— begin Text excerpt —
Visit Alan Place’s new blog, all the way from the UK

Visit Alan Place’s new blog from the UK and see The Sacred Band there and other books Alan is reading…


11 comments on “Visit Alan Place’s new blog, all the way from the UK

  1. alanplace says:

    Thank you JEM for the honour of using such a lovely site to help me. The bookcase is full of Indie authors who are friends of mine,please feel free to browse.


  2. alanplace says:

    This is the start of my new time travel story. The diary item mentioned “Did we see him?” is a reference to a previous story on sale at Amazon

    Did we see them?


    As previously mentioned in my journal entry marked “Did we see him?” Things have happened in recent months that have questioned my sanity.
    After returning from an experience that I find hard to come to terms with. I saw things no person should have seen. To give you some ideas, we were sent by an organisation called “The Glove” to try and find out what information Sir Percy Fawcett had obtained on his last trip up the Amazon.
— end Text excerpt —
— begin Data records —
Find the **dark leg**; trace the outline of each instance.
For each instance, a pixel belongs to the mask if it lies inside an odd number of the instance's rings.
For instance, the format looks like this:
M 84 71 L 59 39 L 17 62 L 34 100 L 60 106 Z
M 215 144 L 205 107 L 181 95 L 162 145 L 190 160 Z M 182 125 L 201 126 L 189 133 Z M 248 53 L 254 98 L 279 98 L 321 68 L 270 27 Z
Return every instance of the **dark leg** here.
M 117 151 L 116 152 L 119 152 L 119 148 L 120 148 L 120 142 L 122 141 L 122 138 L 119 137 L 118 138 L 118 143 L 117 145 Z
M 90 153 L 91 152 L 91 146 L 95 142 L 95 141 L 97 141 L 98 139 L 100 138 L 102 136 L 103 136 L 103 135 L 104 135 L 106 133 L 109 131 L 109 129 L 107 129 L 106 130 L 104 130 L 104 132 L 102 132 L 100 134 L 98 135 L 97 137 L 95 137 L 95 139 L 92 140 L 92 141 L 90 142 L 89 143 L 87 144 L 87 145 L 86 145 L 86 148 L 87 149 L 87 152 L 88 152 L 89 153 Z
— end Data records —
Given request 1 -> Reproduce the blog page word for word from "This is the" to "questioned my sanity.".
Given request 2 ->
Do these statements agree with the blog page? Answer each with yes or no and quote the deciding words.
(a) The bookcase is full of Indie authors who are friends of the commenter alanplace.
(b) The page shows 12 comments.
(c) The organisation that sent the group to look into Sir Percy Fawcett's last trip is called "The Glove".
Given request 3 -> Can you pick up the time travel story on the blog page after its last sentence and keep writing it?

Task output 1 ->
This is the start of my new time travel story. The diary item mentioned “Did we see him?” is a reference to a previous story on sale at Amazon

    Did we see them?


    As previously mentioned in my journal entry marked “Did we see him?” Things have happened in recent months that have questioned my sanity.

Task output 2 ->
(a) Yes: "The bookcase is full of Indie authors who are friends of mine"
(b) No: "11 comments"
(c) Yes: "we were sent by an organisation called “The Glove”"

Task output 3 ->
    What we saw. Or did we? Has haunted me since our return. Things that were neither man nor animal, beings that lived in neither the living world, nor were they dead. They worshipped a white man, who could have been Fawcett. As we we left, at Fawcett’s bequest, we witnessed the true horrors of this life as he was beaten, close to death before being eaten by ants, while the tribe devoured a person’s body. The poor soul was still alive as they tore him apart, the screams of agony, just helping their enjoyment.
    Then, the horror of holding my best friend Tommy Curridge as he died in my arms with a spear in his chest. All the time praying we could get out of that hell yet fearing we too were doomed to a life as tormented souls.
    On arriving back at the Bell club, here in Belgravia, London. After telling my story to my good friends Anthony Harkley, Christopher Jackman and Harrison Merrill, I went out to partake of some air and have a pipe to calm my shattered nerves.


    I was only out of the club a few minutes, during which time a strange fog appeared. On my return I found I could not open the doors and had to be admitted by a fellow member. Up on entering I was told I may hold the answer to a mystery.
    “What mystery could my return solve?” I pondered as I climbed the stairs of my old club, so changed I hardly knew it.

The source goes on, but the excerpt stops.